Whatever the records hold, copy it exactly and completely.

Data for this task START

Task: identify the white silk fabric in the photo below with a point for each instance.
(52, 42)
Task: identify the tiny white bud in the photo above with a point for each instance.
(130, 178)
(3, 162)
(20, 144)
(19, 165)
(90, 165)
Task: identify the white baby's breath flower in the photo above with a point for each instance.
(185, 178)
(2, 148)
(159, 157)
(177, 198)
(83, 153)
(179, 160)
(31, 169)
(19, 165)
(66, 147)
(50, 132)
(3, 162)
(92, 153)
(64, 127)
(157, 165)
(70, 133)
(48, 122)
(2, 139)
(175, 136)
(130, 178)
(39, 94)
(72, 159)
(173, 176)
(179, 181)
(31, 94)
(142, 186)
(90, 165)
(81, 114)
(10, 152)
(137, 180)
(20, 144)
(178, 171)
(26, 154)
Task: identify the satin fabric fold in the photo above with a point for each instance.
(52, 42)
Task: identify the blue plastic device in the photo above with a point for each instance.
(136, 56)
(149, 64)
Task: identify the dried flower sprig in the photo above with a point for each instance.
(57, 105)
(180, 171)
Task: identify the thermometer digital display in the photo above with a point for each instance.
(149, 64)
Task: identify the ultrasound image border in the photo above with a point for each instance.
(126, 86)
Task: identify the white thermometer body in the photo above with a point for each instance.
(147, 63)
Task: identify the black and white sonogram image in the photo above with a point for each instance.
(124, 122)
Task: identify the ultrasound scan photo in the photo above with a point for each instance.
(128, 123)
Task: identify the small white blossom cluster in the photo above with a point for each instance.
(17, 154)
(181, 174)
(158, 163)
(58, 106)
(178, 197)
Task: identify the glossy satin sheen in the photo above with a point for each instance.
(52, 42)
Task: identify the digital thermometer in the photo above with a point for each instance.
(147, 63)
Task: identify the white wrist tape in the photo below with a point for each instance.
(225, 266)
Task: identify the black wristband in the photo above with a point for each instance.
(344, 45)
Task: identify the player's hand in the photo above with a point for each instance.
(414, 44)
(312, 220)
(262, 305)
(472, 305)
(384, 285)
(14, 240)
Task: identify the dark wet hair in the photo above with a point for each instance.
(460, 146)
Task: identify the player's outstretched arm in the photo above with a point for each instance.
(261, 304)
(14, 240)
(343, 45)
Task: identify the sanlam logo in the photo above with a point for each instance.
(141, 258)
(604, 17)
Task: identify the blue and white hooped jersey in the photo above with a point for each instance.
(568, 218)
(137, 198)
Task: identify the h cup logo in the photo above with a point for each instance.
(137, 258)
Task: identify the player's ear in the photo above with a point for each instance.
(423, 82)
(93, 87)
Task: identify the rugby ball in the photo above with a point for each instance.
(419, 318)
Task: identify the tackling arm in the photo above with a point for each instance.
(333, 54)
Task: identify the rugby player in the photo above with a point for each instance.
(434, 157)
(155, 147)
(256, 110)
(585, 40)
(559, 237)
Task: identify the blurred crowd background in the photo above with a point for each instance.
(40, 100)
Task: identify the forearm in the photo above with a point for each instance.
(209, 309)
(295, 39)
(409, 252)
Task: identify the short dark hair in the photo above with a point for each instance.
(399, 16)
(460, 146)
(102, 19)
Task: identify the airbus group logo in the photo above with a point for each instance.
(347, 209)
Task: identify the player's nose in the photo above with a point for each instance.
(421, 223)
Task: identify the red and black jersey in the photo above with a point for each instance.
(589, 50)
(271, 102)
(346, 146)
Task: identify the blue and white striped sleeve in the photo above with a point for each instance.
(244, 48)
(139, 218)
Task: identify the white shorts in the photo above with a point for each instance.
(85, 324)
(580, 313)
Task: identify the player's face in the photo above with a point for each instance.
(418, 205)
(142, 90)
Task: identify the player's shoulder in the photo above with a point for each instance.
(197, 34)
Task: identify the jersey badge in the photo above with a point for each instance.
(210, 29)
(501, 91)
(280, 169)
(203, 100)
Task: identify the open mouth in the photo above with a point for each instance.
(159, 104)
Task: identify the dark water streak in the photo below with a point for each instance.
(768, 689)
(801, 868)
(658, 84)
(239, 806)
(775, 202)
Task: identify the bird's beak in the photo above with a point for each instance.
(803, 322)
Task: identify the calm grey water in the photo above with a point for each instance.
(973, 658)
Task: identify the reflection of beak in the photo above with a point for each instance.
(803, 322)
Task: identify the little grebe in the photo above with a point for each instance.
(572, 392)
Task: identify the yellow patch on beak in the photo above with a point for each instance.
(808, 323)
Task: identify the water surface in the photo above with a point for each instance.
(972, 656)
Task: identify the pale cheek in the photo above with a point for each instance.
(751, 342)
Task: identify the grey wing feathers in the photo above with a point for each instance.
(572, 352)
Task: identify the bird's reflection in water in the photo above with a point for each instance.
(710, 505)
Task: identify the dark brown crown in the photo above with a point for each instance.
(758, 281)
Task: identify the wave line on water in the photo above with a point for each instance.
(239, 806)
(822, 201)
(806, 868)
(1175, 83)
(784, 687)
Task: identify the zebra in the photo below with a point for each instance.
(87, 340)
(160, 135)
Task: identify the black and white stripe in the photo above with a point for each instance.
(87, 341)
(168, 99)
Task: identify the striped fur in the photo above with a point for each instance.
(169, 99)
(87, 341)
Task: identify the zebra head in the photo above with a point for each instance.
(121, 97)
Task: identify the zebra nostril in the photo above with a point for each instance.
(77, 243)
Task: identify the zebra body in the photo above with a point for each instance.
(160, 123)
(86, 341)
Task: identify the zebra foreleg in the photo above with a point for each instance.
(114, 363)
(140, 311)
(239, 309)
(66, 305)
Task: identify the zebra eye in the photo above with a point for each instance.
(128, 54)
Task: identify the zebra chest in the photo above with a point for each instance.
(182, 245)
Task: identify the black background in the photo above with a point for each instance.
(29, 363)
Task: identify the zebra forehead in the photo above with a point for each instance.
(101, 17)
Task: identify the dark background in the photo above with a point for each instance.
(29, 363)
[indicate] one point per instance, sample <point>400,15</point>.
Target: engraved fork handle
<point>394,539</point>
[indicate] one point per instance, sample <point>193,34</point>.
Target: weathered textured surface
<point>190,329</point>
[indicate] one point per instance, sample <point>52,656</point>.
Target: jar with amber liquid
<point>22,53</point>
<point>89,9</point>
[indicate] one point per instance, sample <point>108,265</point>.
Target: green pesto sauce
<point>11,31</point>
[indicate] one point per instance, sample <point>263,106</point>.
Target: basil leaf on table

Data for this task END

▸ Result of this task:
Task: identify the white silk fabric in the photo below with a point for each instance.
(52, 42)
Task: identify the tiny white bud in the photo above with a point for each instance.
(130, 178)
(3, 162)
(20, 144)
(19, 165)
(90, 165)
Task: identify the white baby's breath flower in the photo above with a point for each instance.
(185, 178)
(2, 148)
(159, 157)
(177, 198)
(83, 153)
(179, 160)
(31, 169)
(19, 165)
(66, 147)
(50, 132)
(3, 162)
(92, 153)
(64, 127)
(157, 165)
(70, 133)
(48, 122)
(2, 139)
(175, 136)
(130, 178)
(39, 94)
(72, 159)
(173, 176)
(179, 181)
(31, 94)
(142, 186)
(90, 165)
(81, 114)
(10, 152)
(137, 180)
(20, 144)
(178, 171)
(26, 154)
Task: identify the satin fabric fold in the photo above with a point for each instance.
(52, 42)
Task: identify the blue plastic device in the photo above with a point for each instance.
(136, 56)
(149, 64)
Task: identify the dried flower sprig in the photo above with a point for each instance.
(57, 105)
(180, 171)
Task: identify the thermometer digital display in the photo above with a point for each instance.
(149, 64)
Task: identify the ultrasound image border in the photo above with a point for each instance.
(126, 86)
Task: identify the white thermometer body in the photo above with a point for each instance.
(147, 63)
Task: identify the black and white sonogram image in the photo above with a point for each instance.
(124, 122)
Task: identify the ultrasound scan photo in the photo above with a point for each instance.
(128, 123)
Task: identify the small white blossom cluster in the photo above with a point for each instance.
(17, 154)
(181, 174)
(158, 163)
(58, 106)
(178, 197)
Task: identify the glossy satin sheen in the photo above with a point for each instance.
(52, 42)
Task: identify the digital thermometer in the photo above with a point for each instance.
(147, 63)
Task: identify the white wrist tape in the photo below with a point for each instance.
(225, 266)
Task: identify the black wristband in the photo above with a point for each instance.
(344, 45)
Task: identify the player's hand in the photo above with a point for each instance.
(414, 44)
(312, 220)
(262, 305)
(472, 305)
(384, 285)
(14, 240)
Task: identify the dark wet hair in the photo above with a point for each instance.
(460, 146)
Task: identify the player's outstretched arm in the photo above with a point for each instance.
(261, 304)
(14, 240)
(343, 45)
Task: identify the sanlam logo in the photo above with a point for each instance.
(141, 258)
(604, 17)
Task: identify the blue and white hooped jersey in the photo above with a point for each instance.
(568, 218)
(137, 198)
Task: identify the h cup logo in the photo above with a point for each instance.
(137, 258)
Task: identify the player's ear in the photo above with a point for each instance.
(423, 82)
(93, 87)
Task: identify the rugby ball in the photo above with a point for each instance.
(419, 318)
Task: identify the tackling arm in the photo above with a point for each instance.
(333, 54)
Task: identify the rugby player in the photo above with a point for each instance.
(434, 157)
(155, 147)
(256, 110)
(585, 40)
(559, 237)
Task: identify the blurred crowd background in the photo above with a point for each instance.
(40, 100)
Task: identify the forearm in the photo above with a point for each instance.
(209, 309)
(295, 39)
(409, 252)
Task: identify the short dark hair in the photo above with a point for each instance.
(399, 16)
(460, 146)
(102, 19)
Task: identify the airbus group logo in the photo above with a point for each instance.
(347, 209)
Task: identify the player's nose in the photo above with a point for each instance.
(421, 223)
Task: identify the red and black jersey in the photo above with a point for each instance.
(589, 50)
(271, 102)
(346, 146)
Task: identify the blue and white striped sleeve in the photo above with a point for each instance.
(244, 48)
(139, 218)
Task: identify the white shorts in the photo above with a point for each instance.
(85, 324)
(580, 313)
Task: identify the player's face in the photo above with a point for each instance.
(418, 205)
(142, 90)
Task: identify the player's shoulder in the photo above with a point for each instance.
(197, 34)
Task: identify the jersey badge in the photo above with a point for each instance.
(210, 29)
(501, 91)
(280, 169)
(203, 100)
Task: identify the open mouth in the photo above with a point for each instance.
(159, 104)
Task: identify the dark water streak in the photo below with a point for each instance.
(768, 689)
(801, 868)
(658, 84)
(239, 806)
(775, 202)
Task: identify the bird's beak in the photo above with a point for each instance.
(803, 322)
Task: identify the calm grey water in the photo above with a point for each instance.
(973, 658)
Task: identify the reflection of beak in the photo above with a point for each instance.
(803, 322)
Task: identify the little grebe in the photo above with a point for each instance.
(572, 392)
Task: identify the yellow patch on beak in the photo above with a point for each instance.
(808, 323)
Task: identify the water surface in the photo above with a point for each instance.
(972, 656)
Task: identify the pale cheek in the photo above with a point for each instance.
(751, 342)
Task: identify the grey wing feathers in the photo above with a point for each instance.
(572, 352)
Task: identify the bird's reflection in water in the photo above with a point for each instance.
(710, 505)
Task: identify the dark brown crown in the photo above with a point for each instance.
(758, 281)
Task: identify the wave line on water in the photo above with a point for each instance.
(239, 806)
(822, 201)
(806, 868)
(1175, 83)
(784, 687)
Task: identify the zebra in the photo below with a point for each instance.
(87, 340)
(160, 135)
Task: identify the black and white stripe in the photo above with a point for each instance.
(87, 341)
(168, 99)
Task: identify the striped fur in the photo above with a point for each instance.
(169, 99)
(87, 341)
Task: identify the zebra head in the photo above with a point for each instance.
(121, 97)
Task: identify the zebra nostril in the photo above with a point for each instance.
(77, 243)
Task: identify the zebra body in the photo above with a point for each instance.
(160, 123)
(86, 341)
Task: identify the zebra foreleg in the photo above with a point for each instance.
(114, 363)
(140, 311)
(239, 309)
(66, 305)
Task: identify the zebra eye in the photo above with a point for each instance.
(128, 54)
Task: identify the zebra chest in the photo above with a point for each instance.
(182, 245)
Task: identify the black background in the photo above with a point for each instance.
(29, 363)
Task: identify the zebra forehead in the photo above with a point for each instance.
(101, 17)
Task: identify the dark background in the photo above with a point for each instance.
(29, 363)
[indicate] one point per instance, sample <point>400,15</point>.
Target: engraved fork handle
<point>394,539</point>
[indicate] one point per instance, sample <point>193,34</point>.
Target: weathered textured surface
<point>190,329</point>
[indicate] one point per instance, sample <point>52,656</point>.
Target: jar with amber liquid
<point>22,53</point>
<point>89,9</point>
[indicate] one point per instance, sample <point>108,265</point>.
Target: green pesto sauce
<point>11,31</point>
[indicate] one point per instance, sample <point>263,106</point>.
Target: basil leaf on table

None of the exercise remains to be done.